- Opening Delimiter -

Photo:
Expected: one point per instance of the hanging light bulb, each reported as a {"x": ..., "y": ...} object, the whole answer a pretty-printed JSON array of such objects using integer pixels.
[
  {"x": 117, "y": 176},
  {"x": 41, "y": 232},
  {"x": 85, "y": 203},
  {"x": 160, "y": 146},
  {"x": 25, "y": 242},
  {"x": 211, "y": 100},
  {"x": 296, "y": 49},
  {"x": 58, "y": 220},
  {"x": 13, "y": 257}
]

- Closing Delimiter -

◆ ACTION ITEM
Reproduce the full set of records precisely.

◆ TASK OUTPUT
Photo:
Expected: one point per instance of the hanging light bulb, each reported as a {"x": ..., "y": ...} object, the whole answer a pretty-printed JSON array of such objects using integer pixels.
[
  {"x": 117, "y": 176},
  {"x": 41, "y": 232},
  {"x": 85, "y": 203},
  {"x": 160, "y": 146},
  {"x": 25, "y": 242},
  {"x": 211, "y": 100},
  {"x": 296, "y": 49},
  {"x": 58, "y": 220},
  {"x": 13, "y": 257}
]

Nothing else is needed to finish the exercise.